**Supplied text:**

Income and Expense Accounts:

In my prior PSEC NII and NAV projection article (link provided above), I projected the company's total investment portfolio would decrease ($25)-($75) million for the fiscal second quarter of 2016 (prior to all quarterly "fair market value" ("FMV") fluctuations and scheduled principle payments). It reported loan originations/add-on investments of $692 million, while having portfolio sales/repayments/restructurings of ($731) million. When calculated, PSEC had a total investment portfolio decrease of ($39) million for the fiscal second quarter of 2016, which was within my projected range. However, it should also be noted that the company's actual loan originations/add-on investments and sales/repayments/restructurings were both above the amount it previously disclosed within SEC filings prior to the quarterly earnings press release. As such, these "elevated" levels of increases (decreases) to PSEC's investment portfolio directly caused a noticeable increase to "non-recurring" income during the fiscal second quarter of 2016 (will be further discussed below).

Using Table 1 above as a reference, I projected PSEC would report "total interest income" of $181.2 million for the fiscal second quarter of 2016. In comparison, it reported total interest income of $186.5 million, which was slightly above my projection, but within my stated range. One of the reasons for this slight outperformance was the fact that PSEC "bifurcated" several longer-sized debt investments during the quarter. The interest rate charged on the "term loan B" portion of these debt investments increased several hundred basis points (bps). I am anticipating the company may sell the "term loan A" portion of these debt investments in the future. In addition, its collateralized loan obligation ("CLO") portfolio recorded quarterly interest income slightly above my projection. Despite material investment depreciation within PSEC's CLO portfolio (mainly based on projected future discounted cash flows; discussed later in the article), the company continued to generate attractive annualized cash and "Generally Accepted Accounting Principles" ("GAAP") yields within these particular investments during the fiscal second quarter of 2016. In other words, current cash flows continued to remain strong.

Moving down Table 1, PSEC's combined dividend and structuring/fee income came in well above my projection. I projected the company would report dividend and structuring/fee income of $3.0 and $6.5 million, respectively. In comparison, it reported dividend and structuring/fee income of $13.5 and $9.1 million, respectively. PSEC recognized a fairly large "one-time" dividend payment of $11.0 million in regard to American Property REIT Corp. ("APRC"). This was in relation to the sale of one of APRC's properties, Vista Palma Sola. When PSEC originally disclosed this sale within SEC filings, the company did not state whether this sale occurred prior to or after 12/31/2015. I assumed the sale occurred after 12/31/2015, but it now appears it occurred prior to the end of the company's fiscal second quarter of 2016. Regarding PSEC's structuring/fee income, this minor outperformance was due to the fact that the company had additional loan originations/add-on investments and sales/repayments/restructurings that were both above what management previously disclosed within SEC filings (discussed earlier).

**Entries:**
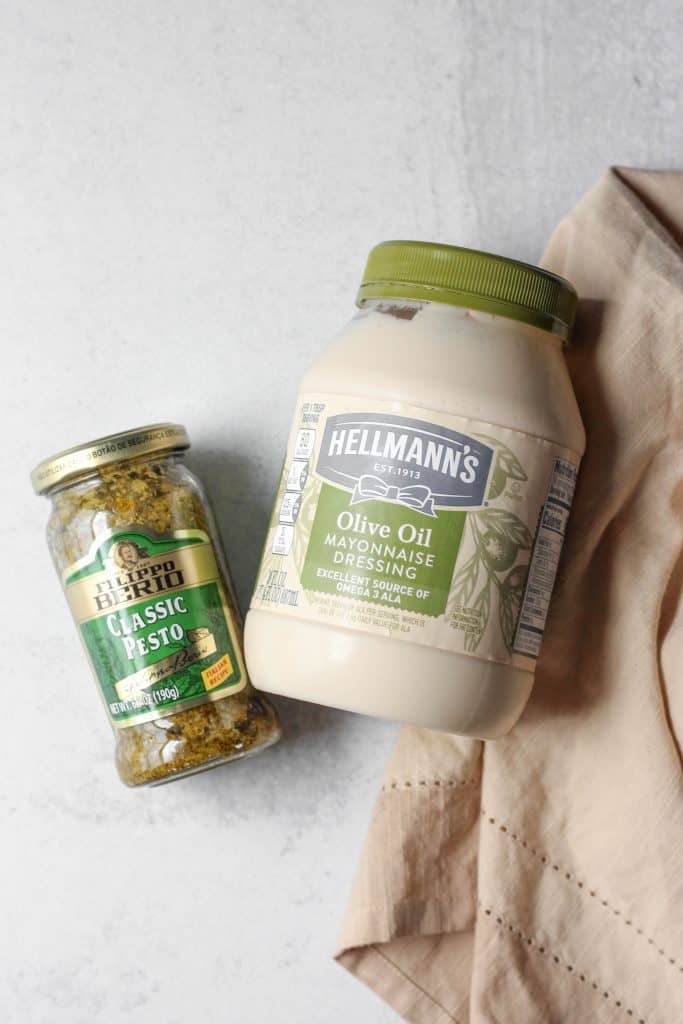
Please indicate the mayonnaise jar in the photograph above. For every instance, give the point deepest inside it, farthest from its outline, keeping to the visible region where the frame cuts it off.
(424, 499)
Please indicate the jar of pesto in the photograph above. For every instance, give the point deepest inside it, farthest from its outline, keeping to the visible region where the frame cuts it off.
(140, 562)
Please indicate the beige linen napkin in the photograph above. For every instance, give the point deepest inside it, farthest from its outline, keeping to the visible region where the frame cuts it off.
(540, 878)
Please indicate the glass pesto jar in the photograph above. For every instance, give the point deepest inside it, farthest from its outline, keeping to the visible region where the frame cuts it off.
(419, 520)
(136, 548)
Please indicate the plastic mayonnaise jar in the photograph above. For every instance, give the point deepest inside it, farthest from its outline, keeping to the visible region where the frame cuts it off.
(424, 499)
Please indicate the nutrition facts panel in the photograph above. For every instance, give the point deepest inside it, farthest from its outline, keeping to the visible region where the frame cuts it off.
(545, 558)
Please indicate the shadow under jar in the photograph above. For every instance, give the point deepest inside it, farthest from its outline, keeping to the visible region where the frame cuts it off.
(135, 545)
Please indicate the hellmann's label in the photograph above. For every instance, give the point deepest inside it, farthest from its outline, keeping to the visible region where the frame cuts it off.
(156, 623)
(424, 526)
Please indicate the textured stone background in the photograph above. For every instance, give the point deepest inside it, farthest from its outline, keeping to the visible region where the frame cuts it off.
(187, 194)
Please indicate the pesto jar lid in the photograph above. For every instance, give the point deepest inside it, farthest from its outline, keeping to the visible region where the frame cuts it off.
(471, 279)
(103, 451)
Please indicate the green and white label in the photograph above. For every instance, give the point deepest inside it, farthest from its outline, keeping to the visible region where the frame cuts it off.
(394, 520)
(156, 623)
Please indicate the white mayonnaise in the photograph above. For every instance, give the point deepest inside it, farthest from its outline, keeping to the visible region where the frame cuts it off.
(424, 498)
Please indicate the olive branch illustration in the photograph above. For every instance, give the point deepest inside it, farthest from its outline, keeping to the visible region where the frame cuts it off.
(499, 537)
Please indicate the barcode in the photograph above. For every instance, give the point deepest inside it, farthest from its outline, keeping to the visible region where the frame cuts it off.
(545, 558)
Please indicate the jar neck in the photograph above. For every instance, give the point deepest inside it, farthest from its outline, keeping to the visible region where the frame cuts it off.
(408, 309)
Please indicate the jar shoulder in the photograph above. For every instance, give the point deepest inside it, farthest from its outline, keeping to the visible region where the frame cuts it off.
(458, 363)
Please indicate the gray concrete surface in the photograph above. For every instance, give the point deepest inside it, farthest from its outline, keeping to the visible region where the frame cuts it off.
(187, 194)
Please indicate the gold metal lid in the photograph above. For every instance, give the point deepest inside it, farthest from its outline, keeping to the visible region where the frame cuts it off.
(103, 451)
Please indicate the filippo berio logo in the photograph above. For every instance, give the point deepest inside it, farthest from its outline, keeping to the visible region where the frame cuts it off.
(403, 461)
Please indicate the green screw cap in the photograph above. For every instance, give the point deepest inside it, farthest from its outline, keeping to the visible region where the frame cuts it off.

**Task goal:**
In the PSEC income and expense text, how large was the one-time dividend payment PSEC recognized, and which company was it from?

**Solution:**
$11.0 million, from American Property REIT Corp. (APRC).